OBJETIVO DEL EJERCICIO:
En el texto sobre la democracia participativa, anota cada cita que lleva número de página, con autor, año y página.

TEXTO PROPORCIONADO:
Esta sociedad que estamos imaginando, en la que igualdad y diversidad conviven en su justa medida para permitir la participación política equitativa universal en un contexto institucional en el que cada ciudadano tiene derecho a ser quien es, es exactamente el negativo de las sociedades que se desarrollaron durante los últimos tres o cuatro siglos al alero del horizonte normativo de la democracia representativa moderna. En efecto, mientras la primera promulga la existencia de ciudadanos diferentes en un marco de igualdad social y política, las segundas acabaron produciendo, para usar las palabras de Touraine (2000), “individuos similares pero no iguales” (p. 10). Se trata de democracias “de baja intensidad”, basadas “en la privatización del bien público por élites más o menos limitadas, en la distancia creciente entre representantes y representados y en una inclusión política abstracta hecha de exclusión social” (Santos, 2002, p. 25), cuyo máximo fracaso consiste en no haber podido articular los ideales democráticos de igualdad y libertad, y en la consecuencia inevitable de ello: la proliferación de la exclusión en las sociedades (Gaete y Luna, 2019). Por eso, a fines del siglo pasado comienza a levantarse un proyecto democrático que intenta revertir la homogeneización inequitativa propia de las democracias modernas, en la búsqueda de una estructura social que no fomente la exclusión y que, en cambio, permita el florecimiento armónico de la libertad y la igualdad entre los ciudadanos (véase, entre muchos otros, Fraser 2000, 2008; Santos, 2002; Touraine, 1997, 2000; Taylor, 1997; 2002).
Esta “nueva democracia”, que a principios del presente siglo comienza a ser descrita como “democracia participativa”, se presenta como un esfuerzo por generar formas de participación política más directa que puedan “transformar los arreglos institucionales hegemónicos de la democracia representativa” (Pedraza, 2015, p. 75). Se trata, por tanto, de instituir una nueva normatividad, “una normatividad poscolonial imaginaria en la cual la democracia, como proyecto de inclusión social y de innovación cultural, es el intento de institución de una nueva soberanía democrática” (Santos, 2002, p. 48; véase también Canto Saenz, 2016; Cortina, 1993; Subirats, 2005). Es esta nueva normatividad la que, en abierta contraposición a la normalidad de entrada y de salida que heredamos de las democracias modernas, instituye la diversidad como parámetro de lo normal. Pero –por lo mismo– no la diversidad entendida como otredad respecto de un “nosotros” hegemónico (esa diversidad no es parámetro sino desviación de la normalidad). La diversidad sobre la cual se construye una democracia participativa es aquella que se predica de la humanidad en su conjunto cuando se dice que cada persona es única e irrepetible.

Datos para ubicar expresiones referenciales:
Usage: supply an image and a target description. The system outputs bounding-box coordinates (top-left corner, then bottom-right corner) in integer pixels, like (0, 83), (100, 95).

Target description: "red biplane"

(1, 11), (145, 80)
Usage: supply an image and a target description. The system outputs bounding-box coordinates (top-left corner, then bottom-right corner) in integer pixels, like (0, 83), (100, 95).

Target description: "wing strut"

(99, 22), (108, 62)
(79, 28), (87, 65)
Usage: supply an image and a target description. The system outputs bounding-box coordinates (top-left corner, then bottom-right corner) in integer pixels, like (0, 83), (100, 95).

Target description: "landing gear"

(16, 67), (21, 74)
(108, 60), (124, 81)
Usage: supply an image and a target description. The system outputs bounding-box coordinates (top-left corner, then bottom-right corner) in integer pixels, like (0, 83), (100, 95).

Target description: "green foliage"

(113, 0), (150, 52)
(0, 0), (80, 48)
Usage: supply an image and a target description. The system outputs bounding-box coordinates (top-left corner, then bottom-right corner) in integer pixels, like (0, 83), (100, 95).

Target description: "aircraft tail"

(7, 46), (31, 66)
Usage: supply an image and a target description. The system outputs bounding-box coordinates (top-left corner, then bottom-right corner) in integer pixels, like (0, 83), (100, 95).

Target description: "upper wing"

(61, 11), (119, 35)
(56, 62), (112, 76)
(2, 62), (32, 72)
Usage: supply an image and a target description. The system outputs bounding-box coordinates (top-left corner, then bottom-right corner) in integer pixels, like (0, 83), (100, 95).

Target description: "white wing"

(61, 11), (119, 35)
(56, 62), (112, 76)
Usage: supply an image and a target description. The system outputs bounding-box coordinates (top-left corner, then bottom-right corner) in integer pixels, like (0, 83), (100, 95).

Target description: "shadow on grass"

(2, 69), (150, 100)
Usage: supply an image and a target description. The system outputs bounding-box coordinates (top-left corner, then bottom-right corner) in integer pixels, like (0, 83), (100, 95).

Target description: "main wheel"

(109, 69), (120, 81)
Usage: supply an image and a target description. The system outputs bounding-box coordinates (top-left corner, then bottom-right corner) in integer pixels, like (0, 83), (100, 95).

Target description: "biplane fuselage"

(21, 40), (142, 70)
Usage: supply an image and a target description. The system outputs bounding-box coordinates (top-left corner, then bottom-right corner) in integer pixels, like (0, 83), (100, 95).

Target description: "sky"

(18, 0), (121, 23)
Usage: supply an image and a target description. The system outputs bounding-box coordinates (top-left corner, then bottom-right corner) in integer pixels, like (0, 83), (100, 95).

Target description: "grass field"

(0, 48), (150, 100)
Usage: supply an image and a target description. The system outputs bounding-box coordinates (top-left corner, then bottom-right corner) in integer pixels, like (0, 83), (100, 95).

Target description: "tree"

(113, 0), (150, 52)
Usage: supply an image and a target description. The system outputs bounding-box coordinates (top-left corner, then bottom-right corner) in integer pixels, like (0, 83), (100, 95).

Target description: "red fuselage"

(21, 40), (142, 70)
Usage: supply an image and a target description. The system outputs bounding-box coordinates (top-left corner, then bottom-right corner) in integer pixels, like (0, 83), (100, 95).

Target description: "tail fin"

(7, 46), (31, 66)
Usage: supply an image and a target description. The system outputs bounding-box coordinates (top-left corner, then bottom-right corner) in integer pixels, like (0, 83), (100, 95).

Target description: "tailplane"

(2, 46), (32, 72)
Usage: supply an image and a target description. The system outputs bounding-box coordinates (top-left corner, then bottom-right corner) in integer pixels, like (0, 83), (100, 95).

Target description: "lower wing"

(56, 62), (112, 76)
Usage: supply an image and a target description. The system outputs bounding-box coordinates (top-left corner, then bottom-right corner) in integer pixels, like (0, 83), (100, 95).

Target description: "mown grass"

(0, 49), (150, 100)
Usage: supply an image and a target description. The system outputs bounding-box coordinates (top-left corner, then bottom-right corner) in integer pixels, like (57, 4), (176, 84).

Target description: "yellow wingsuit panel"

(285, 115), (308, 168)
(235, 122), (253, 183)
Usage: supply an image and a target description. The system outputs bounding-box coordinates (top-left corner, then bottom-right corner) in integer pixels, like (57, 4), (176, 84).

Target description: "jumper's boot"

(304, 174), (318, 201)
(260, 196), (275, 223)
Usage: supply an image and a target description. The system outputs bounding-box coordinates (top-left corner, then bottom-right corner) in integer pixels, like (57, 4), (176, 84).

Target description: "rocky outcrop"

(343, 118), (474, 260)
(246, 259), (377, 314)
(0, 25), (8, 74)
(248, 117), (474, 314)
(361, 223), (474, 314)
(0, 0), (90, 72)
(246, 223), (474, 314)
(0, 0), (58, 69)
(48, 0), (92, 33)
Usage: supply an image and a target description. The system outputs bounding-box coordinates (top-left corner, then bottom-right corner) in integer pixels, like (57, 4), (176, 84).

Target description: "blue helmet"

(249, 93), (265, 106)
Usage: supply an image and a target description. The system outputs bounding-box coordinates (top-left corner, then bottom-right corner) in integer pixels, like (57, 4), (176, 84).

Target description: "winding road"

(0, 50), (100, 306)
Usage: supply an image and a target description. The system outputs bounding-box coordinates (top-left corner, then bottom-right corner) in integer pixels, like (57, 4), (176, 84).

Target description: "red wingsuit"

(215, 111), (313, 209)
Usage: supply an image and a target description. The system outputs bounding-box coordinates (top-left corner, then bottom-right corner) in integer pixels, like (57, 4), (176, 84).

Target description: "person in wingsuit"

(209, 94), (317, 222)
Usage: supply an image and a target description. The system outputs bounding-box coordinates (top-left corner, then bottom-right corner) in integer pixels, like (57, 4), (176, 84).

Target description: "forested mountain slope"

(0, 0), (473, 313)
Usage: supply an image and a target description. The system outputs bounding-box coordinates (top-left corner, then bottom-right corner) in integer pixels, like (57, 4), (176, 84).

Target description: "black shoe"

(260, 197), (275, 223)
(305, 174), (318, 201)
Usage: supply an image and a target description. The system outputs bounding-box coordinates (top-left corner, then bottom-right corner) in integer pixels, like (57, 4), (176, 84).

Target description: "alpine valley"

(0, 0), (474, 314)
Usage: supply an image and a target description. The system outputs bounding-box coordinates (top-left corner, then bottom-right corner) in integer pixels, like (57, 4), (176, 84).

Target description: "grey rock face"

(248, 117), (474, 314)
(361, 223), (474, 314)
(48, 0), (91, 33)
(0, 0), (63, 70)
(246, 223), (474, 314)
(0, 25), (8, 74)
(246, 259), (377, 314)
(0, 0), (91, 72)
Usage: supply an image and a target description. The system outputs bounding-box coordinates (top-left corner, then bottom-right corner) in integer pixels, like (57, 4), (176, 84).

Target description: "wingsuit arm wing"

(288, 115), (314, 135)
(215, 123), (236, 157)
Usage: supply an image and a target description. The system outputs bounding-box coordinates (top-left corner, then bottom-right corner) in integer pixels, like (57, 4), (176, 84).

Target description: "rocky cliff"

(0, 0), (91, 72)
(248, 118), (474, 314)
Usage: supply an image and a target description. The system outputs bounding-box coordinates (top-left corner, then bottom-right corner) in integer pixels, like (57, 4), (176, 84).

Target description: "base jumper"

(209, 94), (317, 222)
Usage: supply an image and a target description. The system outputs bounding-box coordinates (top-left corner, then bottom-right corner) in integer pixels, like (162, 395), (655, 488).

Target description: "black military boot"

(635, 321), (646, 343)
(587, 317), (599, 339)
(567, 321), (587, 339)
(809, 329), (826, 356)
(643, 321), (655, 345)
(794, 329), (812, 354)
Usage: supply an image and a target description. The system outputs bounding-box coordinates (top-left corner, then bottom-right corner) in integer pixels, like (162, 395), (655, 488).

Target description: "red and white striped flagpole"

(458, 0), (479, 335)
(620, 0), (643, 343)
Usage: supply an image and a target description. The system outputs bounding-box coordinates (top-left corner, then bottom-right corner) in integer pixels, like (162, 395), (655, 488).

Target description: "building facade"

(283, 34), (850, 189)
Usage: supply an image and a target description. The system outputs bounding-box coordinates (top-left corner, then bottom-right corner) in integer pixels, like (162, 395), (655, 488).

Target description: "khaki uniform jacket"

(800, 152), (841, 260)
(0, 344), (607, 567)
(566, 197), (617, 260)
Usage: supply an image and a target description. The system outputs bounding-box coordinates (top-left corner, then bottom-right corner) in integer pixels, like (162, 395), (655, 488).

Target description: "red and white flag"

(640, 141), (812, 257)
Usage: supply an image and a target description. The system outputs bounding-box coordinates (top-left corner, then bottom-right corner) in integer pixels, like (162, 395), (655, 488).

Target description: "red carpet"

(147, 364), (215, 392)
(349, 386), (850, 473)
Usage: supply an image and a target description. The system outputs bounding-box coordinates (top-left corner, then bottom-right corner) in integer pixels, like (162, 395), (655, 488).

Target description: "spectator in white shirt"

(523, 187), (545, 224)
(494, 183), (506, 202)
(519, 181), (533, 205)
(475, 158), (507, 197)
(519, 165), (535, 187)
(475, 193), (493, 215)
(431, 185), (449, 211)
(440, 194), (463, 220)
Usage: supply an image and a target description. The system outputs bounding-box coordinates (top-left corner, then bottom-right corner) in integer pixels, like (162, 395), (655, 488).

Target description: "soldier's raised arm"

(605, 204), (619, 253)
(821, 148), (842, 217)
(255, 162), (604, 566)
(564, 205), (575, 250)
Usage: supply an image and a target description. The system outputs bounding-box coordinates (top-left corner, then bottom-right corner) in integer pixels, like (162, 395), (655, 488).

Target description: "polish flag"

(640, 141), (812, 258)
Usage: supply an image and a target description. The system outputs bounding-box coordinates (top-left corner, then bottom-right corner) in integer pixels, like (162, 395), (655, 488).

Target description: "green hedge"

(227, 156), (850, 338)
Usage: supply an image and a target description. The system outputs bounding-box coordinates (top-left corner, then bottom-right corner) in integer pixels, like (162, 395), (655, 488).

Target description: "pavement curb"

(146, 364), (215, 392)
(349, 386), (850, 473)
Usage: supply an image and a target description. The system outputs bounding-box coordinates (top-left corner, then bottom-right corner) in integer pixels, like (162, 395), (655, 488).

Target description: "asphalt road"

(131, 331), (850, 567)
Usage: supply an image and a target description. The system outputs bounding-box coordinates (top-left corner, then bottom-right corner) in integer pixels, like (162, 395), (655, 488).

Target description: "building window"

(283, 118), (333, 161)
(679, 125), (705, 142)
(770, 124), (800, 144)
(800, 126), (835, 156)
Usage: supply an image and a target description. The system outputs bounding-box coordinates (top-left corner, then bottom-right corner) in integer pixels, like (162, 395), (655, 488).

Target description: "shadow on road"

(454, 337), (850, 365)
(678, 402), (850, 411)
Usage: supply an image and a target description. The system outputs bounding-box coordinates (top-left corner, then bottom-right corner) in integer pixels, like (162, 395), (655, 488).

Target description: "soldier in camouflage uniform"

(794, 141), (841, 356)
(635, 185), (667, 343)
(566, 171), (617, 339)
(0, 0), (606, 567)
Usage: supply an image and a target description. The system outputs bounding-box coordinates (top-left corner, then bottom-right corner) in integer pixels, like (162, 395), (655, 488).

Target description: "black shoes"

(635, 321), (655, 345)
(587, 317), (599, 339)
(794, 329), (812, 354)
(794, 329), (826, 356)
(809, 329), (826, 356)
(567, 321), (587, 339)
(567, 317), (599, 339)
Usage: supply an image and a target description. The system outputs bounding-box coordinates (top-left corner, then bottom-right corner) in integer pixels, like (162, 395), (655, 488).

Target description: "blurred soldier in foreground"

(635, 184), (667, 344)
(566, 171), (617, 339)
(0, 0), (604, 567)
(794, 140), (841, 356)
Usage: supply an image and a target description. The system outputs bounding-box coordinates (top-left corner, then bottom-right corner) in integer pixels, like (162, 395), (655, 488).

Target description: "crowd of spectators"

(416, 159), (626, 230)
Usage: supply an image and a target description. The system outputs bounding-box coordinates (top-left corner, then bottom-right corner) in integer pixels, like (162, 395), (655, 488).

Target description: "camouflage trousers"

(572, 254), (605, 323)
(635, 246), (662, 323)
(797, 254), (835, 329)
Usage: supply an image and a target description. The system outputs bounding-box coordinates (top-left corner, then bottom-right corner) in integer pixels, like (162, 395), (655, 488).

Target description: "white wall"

RESULTADO DEL EJERCICIO:
Touraine (2000), p. 10
Santos (2002), p. 25
Pedraza (2015), p. 75
Santos (2002), p. 48